Problem statement ->
Quote each of the rows below word for word, in the order they appear.

Records for processing ->
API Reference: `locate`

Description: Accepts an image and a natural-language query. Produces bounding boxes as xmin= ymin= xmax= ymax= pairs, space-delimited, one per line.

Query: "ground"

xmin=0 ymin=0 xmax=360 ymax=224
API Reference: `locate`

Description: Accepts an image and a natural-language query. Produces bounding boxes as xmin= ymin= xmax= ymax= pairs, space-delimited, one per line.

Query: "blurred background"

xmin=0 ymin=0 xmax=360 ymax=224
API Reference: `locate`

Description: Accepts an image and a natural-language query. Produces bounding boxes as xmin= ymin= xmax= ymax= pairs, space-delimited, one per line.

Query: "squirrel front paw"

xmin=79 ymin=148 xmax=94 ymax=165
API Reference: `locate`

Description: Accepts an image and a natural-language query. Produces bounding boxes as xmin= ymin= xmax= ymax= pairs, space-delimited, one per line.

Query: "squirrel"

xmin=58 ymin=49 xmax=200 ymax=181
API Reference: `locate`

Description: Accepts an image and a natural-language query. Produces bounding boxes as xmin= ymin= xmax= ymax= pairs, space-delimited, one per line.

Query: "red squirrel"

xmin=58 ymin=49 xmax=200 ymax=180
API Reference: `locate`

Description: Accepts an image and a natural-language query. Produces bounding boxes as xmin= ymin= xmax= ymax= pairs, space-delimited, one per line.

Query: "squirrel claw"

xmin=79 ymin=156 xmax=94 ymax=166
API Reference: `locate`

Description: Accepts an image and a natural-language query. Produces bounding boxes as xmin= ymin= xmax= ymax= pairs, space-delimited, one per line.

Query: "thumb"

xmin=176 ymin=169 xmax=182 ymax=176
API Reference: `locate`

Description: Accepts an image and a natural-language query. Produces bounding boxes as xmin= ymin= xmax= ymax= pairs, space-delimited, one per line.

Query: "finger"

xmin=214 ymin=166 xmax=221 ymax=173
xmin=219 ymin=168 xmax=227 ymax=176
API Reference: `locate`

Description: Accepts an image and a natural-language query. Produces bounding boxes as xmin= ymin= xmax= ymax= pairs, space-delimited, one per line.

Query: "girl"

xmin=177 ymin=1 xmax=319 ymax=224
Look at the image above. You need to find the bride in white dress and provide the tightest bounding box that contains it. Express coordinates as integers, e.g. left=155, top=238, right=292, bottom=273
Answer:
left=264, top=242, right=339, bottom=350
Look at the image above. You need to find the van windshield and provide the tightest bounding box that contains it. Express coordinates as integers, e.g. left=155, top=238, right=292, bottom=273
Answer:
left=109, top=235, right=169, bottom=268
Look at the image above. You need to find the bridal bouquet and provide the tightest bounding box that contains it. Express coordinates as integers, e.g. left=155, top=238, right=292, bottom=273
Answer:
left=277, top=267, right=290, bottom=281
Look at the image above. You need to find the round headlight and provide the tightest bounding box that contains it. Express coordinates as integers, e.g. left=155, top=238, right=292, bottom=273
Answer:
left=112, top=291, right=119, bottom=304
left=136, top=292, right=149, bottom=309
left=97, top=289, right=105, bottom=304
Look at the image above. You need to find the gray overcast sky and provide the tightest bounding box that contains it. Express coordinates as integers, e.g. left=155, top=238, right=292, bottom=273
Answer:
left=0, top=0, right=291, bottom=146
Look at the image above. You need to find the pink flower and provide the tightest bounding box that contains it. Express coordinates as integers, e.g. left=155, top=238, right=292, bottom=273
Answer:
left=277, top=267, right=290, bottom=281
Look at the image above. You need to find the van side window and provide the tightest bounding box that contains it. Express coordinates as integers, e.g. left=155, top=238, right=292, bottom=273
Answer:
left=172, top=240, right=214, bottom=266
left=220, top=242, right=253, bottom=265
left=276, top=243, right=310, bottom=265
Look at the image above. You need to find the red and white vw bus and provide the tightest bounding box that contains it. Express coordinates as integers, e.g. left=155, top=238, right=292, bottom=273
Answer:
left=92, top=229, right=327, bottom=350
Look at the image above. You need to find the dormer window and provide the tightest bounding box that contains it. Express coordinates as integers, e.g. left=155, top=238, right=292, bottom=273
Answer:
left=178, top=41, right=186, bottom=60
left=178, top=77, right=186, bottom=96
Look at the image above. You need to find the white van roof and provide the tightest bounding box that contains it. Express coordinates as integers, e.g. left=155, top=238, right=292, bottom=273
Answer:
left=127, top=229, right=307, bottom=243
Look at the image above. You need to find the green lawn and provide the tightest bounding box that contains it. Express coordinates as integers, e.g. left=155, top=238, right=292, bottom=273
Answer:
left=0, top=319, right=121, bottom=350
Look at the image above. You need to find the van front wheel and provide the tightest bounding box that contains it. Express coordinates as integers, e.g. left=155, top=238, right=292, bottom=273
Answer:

Output for this exercise ->
API Reference: `locate`

Description: Accepts an image and a natural-language query. Produces bounding boxes as xmin= ymin= xmax= ymax= pairs, space-delimited, one per line.

Query: "ground"

xmin=0 ymin=0 xmax=360 ymax=224
API Reference: `locate`

Description: Accepts an image and a natural-language query. Produces bounding boxes as xmin= ymin= xmax= ymax= pairs, space-delimited, one per line.

Query: "blurred background"

xmin=0 ymin=0 xmax=360 ymax=224
API Reference: `locate`

Description: Accepts an image and a natural-language query. Produces bounding boxes as xmin= ymin= xmax= ymax= pairs, space-delimited, one per line.

Query: "squirrel front paw"

xmin=79 ymin=148 xmax=94 ymax=165
API Reference: `locate`

Description: Accepts an image and a natural-language query. Produces bounding boxes as xmin= ymin= xmax= ymax= pairs, space-delimited, one per line.

Query: "squirrel"

xmin=58 ymin=49 xmax=200 ymax=181
API Reference: `locate`

Description: Accepts an image and a natural-language query. Produces bounding boxes as xmin= ymin= xmax= ymax= pairs, space-delimited, one per line.

Query: "red squirrel"

xmin=58 ymin=49 xmax=200 ymax=180
API Reference: `locate`

Description: Accepts an image and a natural-language query. Produces bounding boxes as xmin= ymin= xmax= ymax= pairs, space-delimited, one per line.

Query: "squirrel claw"

xmin=79 ymin=156 xmax=94 ymax=166
API Reference: `locate`

Description: Accepts an image and a natural-language query. Produces bounding boxes as xmin= ymin= xmax= ymax= pairs, space-delimited, one per line.

Query: "thumb"

xmin=176 ymin=169 xmax=182 ymax=176
API Reference: `locate`

Description: Accepts an image and a natural-language query. Produces bounding boxes as xmin= ymin= xmax= ymax= pairs, space-delimited, one per line.

Query: "finger"

xmin=214 ymin=166 xmax=221 ymax=173
xmin=219 ymin=168 xmax=227 ymax=176
API Reference: `locate`

Description: Accepts an image and a natural-language query. Produces bounding boxes as xmin= ymin= xmax= ymax= pairs, space-delimited, one per line.

Query: "girl"

xmin=177 ymin=1 xmax=319 ymax=224
Look at the image above. You need to find the bride in white dress and provide the tightest bounding box that contains it. Express coordinates as integers, e.g. left=155, top=238, right=292, bottom=273
Answer:
left=264, top=242, right=339, bottom=350
Look at the image above. You need to find the van windshield and provide the tightest bounding box that contains it. Express coordinates as integers, e.g. left=155, top=238, right=292, bottom=273
Answer:
left=109, top=235, right=169, bottom=268
Look at the image above. You need to find the bridal bouquet and provide the tightest bounding box that contains it. Express coordinates as integers, e.g. left=155, top=238, right=292, bottom=273
Answer:
left=277, top=267, right=290, bottom=281
Look at the image above. You need to find the round headlight and provide the tightest bounding box that contains it. Express coordinates as integers, e.g. left=155, top=238, right=292, bottom=273
Answer:
left=112, top=291, right=119, bottom=304
left=136, top=292, right=149, bottom=309
left=97, top=289, right=105, bottom=304
Look at the image above. You need to find the gray overcast sky and provide the tightest bounding box that contains it. Express coordinates as integers, e.g. left=155, top=238, right=292, bottom=273
Answer:
left=0, top=0, right=291, bottom=146
Look at the image above. You need to find the pink flower and provide the tightest bounding box that contains it. Express coordinates as integers, e.g. left=155, top=238, right=292, bottom=273
Answer:
left=277, top=267, right=290, bottom=281
Look at the image above. You need to find the van side window and provide the tightest bounding box that contains it. Express coordinates as integers, e.g. left=155, top=238, right=292, bottom=273
Answer:
left=172, top=240, right=214, bottom=266
left=220, top=242, right=253, bottom=265
left=276, top=243, right=310, bottom=265
Look at the image above. You need to find the red and white vw bus and provide the tightest bounding box that contains it. Express coordinates as integers, e.g. left=155, top=238, right=292, bottom=273
Answer:
left=92, top=229, right=327, bottom=350
Look at the image above. You need to find the dormer window and provide the tightest bounding box that contains it. Express coordinates as integers, e.g. left=155, top=238, right=292, bottom=273
Answer:
left=178, top=41, right=186, bottom=60
left=178, top=77, right=186, bottom=96
Look at the image above. You need to find the white van roof and provide the tightest bounding box that contains it. Express coordinates as integers, e.g. left=155, top=238, right=292, bottom=273
Answer:
left=127, top=229, right=307, bottom=243
Look at the image above. You need to find the green lawn and provide the tightest bounding box that contains it. Express coordinates as integers, e.g. left=155, top=238, right=292, bottom=273
Answer:
left=0, top=319, right=121, bottom=350
Look at the image above. You need to find the van front wheel and provide the tightest bounding box that contains it. Express coordinates as integers, e.g. left=155, top=238, right=292, bottom=273
Answer:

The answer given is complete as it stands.